◆ Exercise materials ◆
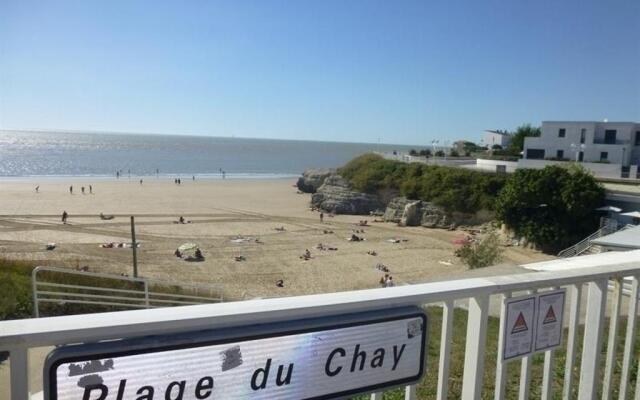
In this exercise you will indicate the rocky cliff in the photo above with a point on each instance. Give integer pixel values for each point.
(336, 195)
(312, 179)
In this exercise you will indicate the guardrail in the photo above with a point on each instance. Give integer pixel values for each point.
(132, 293)
(17, 337)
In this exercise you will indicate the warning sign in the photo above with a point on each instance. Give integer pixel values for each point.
(549, 321)
(518, 327)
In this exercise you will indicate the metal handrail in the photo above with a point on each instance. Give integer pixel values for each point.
(18, 337)
(135, 298)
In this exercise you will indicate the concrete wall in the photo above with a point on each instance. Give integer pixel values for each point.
(491, 165)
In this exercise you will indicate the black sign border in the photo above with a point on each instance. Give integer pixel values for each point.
(158, 343)
(515, 300)
(564, 302)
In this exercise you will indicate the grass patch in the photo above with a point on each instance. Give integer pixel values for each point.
(16, 300)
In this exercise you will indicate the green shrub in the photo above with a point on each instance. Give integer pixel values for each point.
(552, 207)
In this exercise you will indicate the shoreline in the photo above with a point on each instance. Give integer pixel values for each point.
(221, 211)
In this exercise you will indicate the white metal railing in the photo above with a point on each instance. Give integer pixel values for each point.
(585, 243)
(129, 293)
(17, 337)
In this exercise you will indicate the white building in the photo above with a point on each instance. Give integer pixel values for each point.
(589, 142)
(492, 138)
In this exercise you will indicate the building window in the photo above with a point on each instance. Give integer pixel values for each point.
(610, 136)
(535, 154)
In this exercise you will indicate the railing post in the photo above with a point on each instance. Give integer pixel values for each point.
(612, 340)
(445, 349)
(19, 370)
(475, 347)
(34, 290)
(501, 367)
(146, 293)
(572, 340)
(629, 343)
(547, 372)
(594, 320)
(410, 392)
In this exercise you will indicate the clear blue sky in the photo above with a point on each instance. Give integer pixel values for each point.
(347, 70)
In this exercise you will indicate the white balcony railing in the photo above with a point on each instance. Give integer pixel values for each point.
(19, 336)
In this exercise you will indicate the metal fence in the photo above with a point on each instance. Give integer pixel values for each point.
(595, 369)
(113, 291)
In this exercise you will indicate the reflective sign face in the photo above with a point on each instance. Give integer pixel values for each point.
(313, 359)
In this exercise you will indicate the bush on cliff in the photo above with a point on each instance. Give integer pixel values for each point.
(454, 189)
(553, 207)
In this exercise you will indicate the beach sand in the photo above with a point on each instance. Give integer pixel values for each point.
(220, 210)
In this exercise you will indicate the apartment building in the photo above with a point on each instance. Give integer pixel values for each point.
(588, 142)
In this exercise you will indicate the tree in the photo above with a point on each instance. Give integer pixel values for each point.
(553, 208)
(517, 140)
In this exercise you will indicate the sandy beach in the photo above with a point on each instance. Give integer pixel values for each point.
(219, 212)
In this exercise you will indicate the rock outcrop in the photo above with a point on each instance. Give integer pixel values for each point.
(336, 195)
(312, 179)
(407, 212)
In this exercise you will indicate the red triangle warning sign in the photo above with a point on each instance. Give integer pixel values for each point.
(550, 318)
(520, 325)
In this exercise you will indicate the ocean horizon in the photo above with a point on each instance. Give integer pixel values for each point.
(60, 154)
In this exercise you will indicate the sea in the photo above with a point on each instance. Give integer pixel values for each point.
(61, 154)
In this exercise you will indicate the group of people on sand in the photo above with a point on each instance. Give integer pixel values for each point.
(387, 281)
(197, 255)
(82, 189)
(306, 256)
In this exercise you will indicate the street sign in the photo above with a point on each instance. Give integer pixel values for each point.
(518, 327)
(322, 358)
(550, 308)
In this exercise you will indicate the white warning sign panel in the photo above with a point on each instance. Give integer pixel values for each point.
(550, 307)
(518, 327)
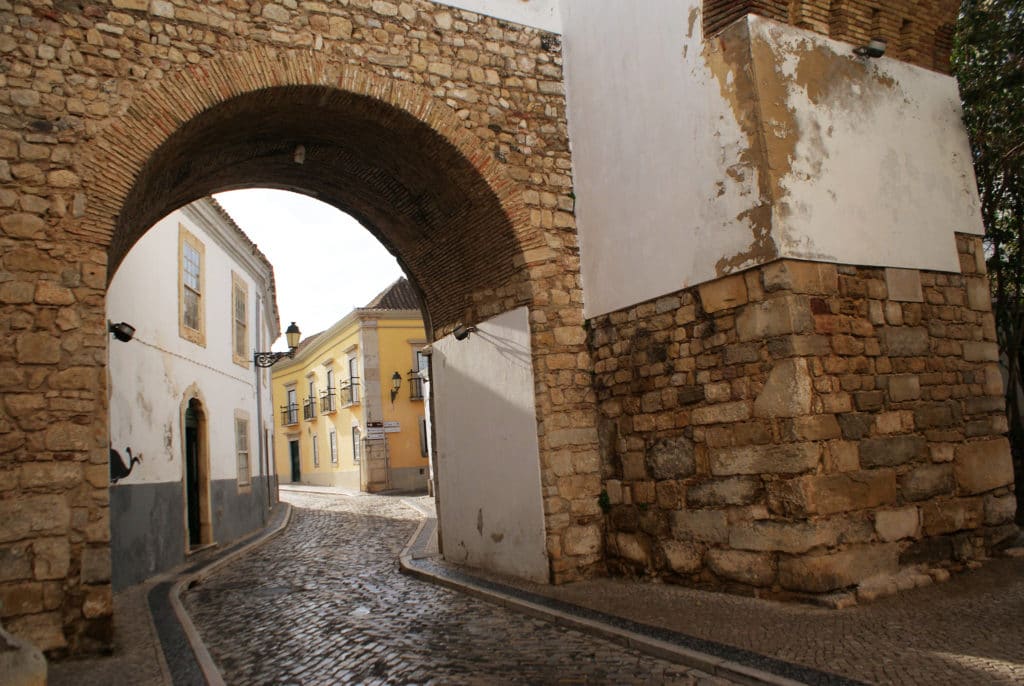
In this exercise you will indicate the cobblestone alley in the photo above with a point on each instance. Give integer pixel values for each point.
(325, 603)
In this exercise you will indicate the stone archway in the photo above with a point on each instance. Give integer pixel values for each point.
(485, 151)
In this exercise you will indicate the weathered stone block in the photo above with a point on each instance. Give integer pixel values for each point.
(927, 481)
(683, 558)
(891, 451)
(979, 297)
(26, 598)
(904, 285)
(787, 391)
(999, 509)
(785, 537)
(981, 351)
(904, 387)
(983, 465)
(820, 573)
(812, 277)
(951, 515)
(721, 413)
(576, 541)
(633, 547)
(721, 492)
(708, 525)
(742, 566)
(816, 427)
(776, 316)
(671, 459)
(829, 494)
(896, 524)
(34, 515)
(903, 341)
(784, 459)
(14, 562)
(50, 558)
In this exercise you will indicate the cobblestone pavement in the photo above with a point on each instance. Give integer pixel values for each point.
(325, 603)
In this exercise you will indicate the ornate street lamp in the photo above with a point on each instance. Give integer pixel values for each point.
(268, 358)
(395, 385)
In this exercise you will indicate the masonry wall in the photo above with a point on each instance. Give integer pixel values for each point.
(803, 427)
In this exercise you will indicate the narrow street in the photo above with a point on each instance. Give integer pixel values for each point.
(325, 603)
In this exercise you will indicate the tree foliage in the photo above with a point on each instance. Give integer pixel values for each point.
(988, 61)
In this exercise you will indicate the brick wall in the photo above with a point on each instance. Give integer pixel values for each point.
(916, 32)
(802, 427)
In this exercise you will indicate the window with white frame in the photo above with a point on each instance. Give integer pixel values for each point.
(240, 320)
(242, 448)
(192, 309)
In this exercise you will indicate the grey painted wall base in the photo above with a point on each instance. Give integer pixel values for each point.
(147, 524)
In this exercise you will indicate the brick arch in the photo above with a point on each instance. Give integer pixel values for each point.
(387, 152)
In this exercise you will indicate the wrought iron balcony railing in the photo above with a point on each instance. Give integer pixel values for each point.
(349, 393)
(289, 414)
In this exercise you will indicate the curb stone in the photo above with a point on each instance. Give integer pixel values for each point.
(650, 640)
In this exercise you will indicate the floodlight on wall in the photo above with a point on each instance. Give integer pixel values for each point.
(462, 332)
(395, 385)
(875, 48)
(264, 359)
(121, 331)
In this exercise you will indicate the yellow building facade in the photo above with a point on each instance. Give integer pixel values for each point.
(350, 405)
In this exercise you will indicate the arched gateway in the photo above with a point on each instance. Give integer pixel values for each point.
(783, 378)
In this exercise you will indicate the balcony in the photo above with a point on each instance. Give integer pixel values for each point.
(349, 393)
(415, 387)
(289, 415)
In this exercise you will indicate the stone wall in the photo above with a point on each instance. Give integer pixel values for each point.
(442, 130)
(803, 427)
(920, 33)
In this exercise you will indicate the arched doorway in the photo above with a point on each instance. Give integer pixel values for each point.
(197, 476)
(440, 174)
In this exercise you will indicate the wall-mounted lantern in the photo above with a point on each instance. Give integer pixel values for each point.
(292, 334)
(121, 331)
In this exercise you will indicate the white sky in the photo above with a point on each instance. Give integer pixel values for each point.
(326, 264)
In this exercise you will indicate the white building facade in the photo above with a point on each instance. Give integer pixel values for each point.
(185, 397)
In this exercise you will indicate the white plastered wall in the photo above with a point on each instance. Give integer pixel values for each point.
(663, 174)
(487, 453)
(150, 375)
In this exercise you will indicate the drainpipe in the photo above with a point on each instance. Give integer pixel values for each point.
(259, 410)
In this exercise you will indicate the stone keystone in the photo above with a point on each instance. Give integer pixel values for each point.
(787, 391)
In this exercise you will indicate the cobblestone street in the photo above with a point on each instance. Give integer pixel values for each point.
(325, 603)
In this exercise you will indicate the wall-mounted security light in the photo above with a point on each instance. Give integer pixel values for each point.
(395, 385)
(264, 359)
(875, 48)
(121, 331)
(462, 332)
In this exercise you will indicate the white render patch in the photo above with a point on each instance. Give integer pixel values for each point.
(487, 460)
(542, 14)
(872, 168)
(882, 173)
(657, 154)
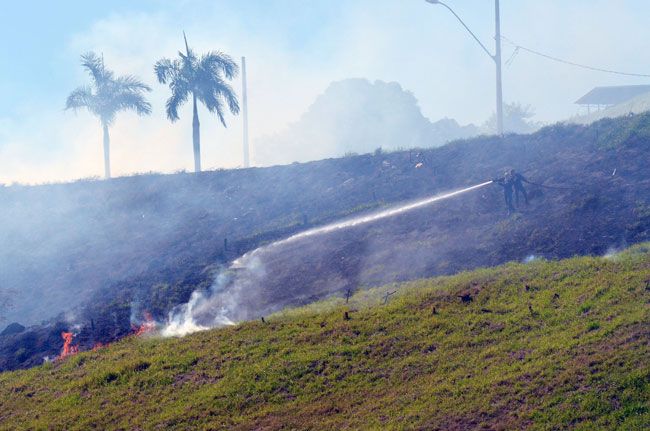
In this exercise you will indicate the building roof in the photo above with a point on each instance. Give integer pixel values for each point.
(612, 95)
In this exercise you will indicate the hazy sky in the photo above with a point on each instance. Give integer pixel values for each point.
(294, 49)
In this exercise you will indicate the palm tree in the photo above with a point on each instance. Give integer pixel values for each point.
(107, 96)
(203, 78)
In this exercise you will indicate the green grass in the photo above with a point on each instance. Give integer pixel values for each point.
(543, 346)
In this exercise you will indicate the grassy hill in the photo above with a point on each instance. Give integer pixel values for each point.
(544, 345)
(92, 256)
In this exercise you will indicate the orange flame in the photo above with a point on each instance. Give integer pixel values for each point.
(147, 326)
(68, 349)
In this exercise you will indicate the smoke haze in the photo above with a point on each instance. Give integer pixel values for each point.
(294, 53)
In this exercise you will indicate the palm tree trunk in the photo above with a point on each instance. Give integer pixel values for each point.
(196, 138)
(107, 153)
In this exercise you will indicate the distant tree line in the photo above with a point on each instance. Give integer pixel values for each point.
(202, 78)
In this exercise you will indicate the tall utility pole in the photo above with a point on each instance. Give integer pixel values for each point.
(245, 113)
(497, 60)
(496, 57)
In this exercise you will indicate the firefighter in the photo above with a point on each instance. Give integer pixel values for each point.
(517, 182)
(508, 186)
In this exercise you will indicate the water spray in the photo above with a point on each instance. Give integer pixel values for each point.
(233, 285)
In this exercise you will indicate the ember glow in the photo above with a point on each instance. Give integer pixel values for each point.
(68, 349)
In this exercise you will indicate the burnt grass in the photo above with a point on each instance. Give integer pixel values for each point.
(548, 345)
(91, 256)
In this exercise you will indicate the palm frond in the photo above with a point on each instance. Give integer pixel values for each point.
(130, 83)
(95, 67)
(130, 100)
(81, 97)
(217, 62)
(166, 69)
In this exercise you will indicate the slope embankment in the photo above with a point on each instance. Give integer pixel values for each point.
(545, 345)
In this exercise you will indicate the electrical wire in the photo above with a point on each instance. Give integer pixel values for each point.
(570, 63)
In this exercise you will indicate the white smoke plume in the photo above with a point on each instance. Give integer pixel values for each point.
(232, 296)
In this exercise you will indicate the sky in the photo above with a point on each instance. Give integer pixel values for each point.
(294, 49)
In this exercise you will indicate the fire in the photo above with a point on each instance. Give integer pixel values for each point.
(147, 326)
(68, 349)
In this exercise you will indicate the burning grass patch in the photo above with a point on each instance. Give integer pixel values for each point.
(537, 359)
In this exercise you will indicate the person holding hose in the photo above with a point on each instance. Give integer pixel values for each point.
(508, 187)
(517, 183)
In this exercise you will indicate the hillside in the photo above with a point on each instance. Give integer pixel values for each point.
(93, 256)
(544, 345)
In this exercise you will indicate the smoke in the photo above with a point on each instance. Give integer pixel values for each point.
(238, 291)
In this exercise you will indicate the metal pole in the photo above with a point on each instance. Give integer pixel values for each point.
(497, 60)
(245, 112)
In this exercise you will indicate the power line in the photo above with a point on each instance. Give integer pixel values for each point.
(570, 63)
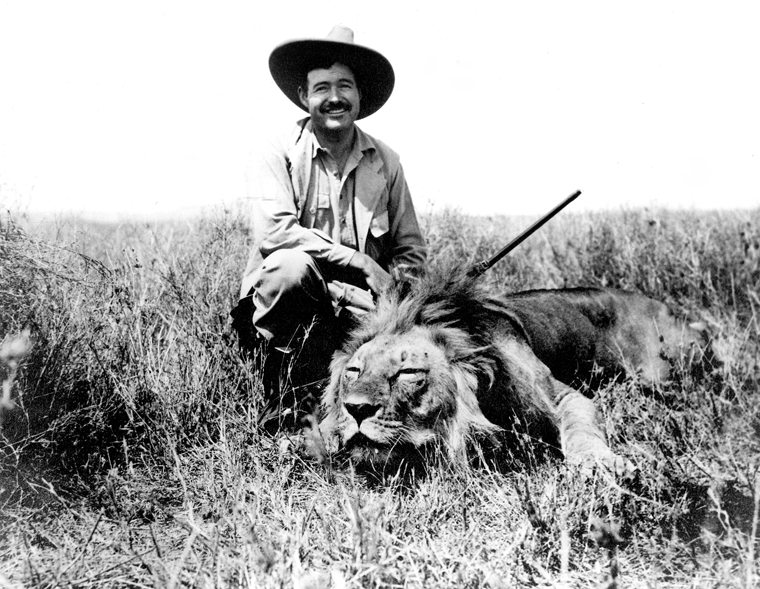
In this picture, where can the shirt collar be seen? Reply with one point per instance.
(362, 142)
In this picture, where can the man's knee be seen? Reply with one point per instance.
(287, 269)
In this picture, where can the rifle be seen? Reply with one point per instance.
(481, 267)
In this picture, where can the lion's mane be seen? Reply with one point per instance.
(462, 319)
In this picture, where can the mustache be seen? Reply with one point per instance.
(333, 105)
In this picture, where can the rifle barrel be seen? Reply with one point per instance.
(481, 267)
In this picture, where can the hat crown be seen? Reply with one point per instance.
(341, 33)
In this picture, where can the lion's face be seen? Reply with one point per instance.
(395, 394)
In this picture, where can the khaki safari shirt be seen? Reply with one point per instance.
(295, 205)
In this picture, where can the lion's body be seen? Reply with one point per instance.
(447, 363)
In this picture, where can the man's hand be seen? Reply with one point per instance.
(377, 279)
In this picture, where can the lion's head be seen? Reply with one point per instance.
(409, 377)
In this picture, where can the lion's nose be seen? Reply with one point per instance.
(360, 411)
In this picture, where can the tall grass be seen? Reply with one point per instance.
(131, 455)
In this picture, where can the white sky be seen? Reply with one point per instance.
(150, 107)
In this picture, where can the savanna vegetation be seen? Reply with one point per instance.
(130, 452)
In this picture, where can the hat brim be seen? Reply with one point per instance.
(290, 62)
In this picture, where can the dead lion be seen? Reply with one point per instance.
(449, 363)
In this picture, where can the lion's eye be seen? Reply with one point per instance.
(411, 375)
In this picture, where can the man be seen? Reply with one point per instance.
(332, 214)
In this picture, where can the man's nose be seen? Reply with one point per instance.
(334, 94)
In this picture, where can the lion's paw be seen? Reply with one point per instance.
(607, 462)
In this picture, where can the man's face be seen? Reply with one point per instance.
(332, 98)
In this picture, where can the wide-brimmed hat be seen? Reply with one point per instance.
(291, 61)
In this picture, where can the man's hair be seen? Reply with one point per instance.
(326, 64)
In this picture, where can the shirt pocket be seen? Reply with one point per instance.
(379, 225)
(320, 211)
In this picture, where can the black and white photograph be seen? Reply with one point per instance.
(407, 295)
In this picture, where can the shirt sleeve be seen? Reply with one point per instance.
(408, 249)
(275, 212)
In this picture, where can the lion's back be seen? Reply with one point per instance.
(583, 334)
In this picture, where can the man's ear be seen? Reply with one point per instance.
(303, 97)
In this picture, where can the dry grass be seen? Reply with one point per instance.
(131, 456)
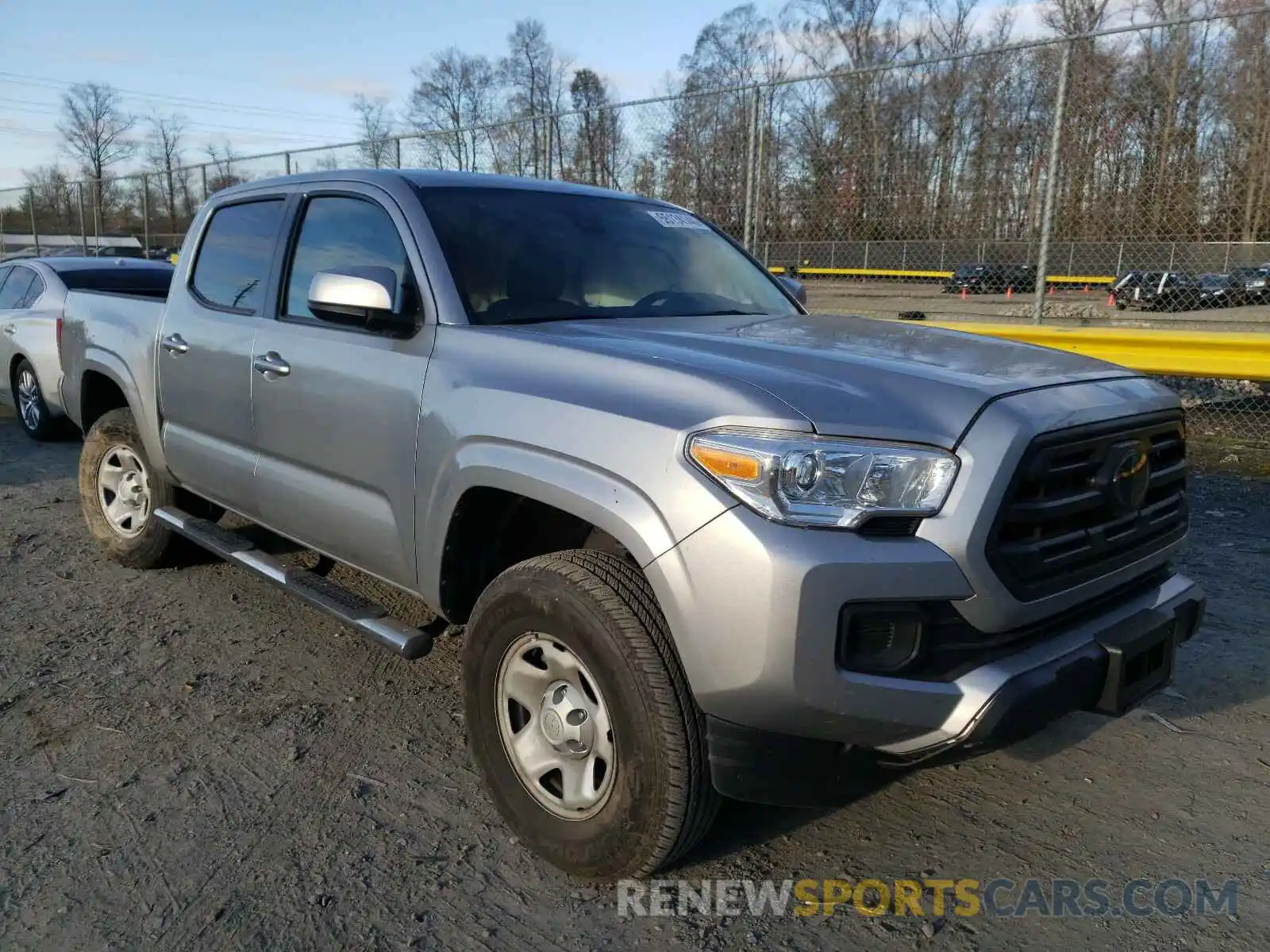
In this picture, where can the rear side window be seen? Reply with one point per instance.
(233, 264)
(16, 289)
(152, 282)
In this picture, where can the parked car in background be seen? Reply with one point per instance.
(32, 300)
(121, 251)
(994, 278)
(1221, 291)
(1157, 291)
(1257, 282)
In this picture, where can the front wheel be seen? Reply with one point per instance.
(581, 720)
(33, 413)
(120, 492)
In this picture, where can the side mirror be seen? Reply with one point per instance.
(360, 298)
(797, 289)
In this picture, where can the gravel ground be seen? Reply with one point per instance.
(190, 759)
(882, 298)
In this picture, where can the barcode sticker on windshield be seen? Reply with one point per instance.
(679, 220)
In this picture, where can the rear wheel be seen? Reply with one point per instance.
(581, 719)
(120, 492)
(33, 413)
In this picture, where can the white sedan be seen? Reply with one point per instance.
(32, 298)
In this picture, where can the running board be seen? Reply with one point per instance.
(370, 620)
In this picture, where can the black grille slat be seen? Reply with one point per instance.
(1060, 527)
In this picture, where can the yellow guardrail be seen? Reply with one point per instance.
(906, 273)
(1183, 353)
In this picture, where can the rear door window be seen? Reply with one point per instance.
(233, 266)
(340, 232)
(13, 295)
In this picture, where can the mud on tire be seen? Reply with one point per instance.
(603, 609)
(154, 543)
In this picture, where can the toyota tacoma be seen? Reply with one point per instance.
(700, 541)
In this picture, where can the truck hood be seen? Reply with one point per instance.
(848, 376)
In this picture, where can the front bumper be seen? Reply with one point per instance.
(783, 716)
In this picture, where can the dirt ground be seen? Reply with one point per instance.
(188, 759)
(882, 298)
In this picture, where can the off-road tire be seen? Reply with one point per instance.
(603, 608)
(156, 545)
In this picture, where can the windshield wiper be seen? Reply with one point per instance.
(730, 311)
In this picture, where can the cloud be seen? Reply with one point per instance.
(344, 86)
(112, 57)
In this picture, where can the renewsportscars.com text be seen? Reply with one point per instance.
(1000, 898)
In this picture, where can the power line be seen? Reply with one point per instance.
(25, 107)
(22, 79)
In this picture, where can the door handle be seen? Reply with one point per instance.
(175, 344)
(272, 363)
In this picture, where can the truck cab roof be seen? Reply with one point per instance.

◆ The task ◆
With the entries above as the source, set down exactly the lines from the one holding "In this picture, where can the off-road" through the last line, both ends included.

◆ Completed task ◆
In this picture, where can the off-road tire be seen? Reply with one point per instance.
(603, 608)
(156, 545)
In this picture, where can the windshield wiper be seen? Reply with one point per instance.
(730, 311)
In this picture, where can the cloud be seen? Reply with one point per instance.
(344, 86)
(112, 57)
In this picture, where can the renewsportscars.com text be seen? Reply with one point per instance.
(1000, 898)
In this picture, where can the power line be seen? Reply with one point per instance.
(25, 107)
(22, 79)
In this picture, where can the door handle be seen? Reply with one point per instance.
(175, 344)
(272, 363)
In this picture, where can the truck cab roof be seen? Reply with one point per instance.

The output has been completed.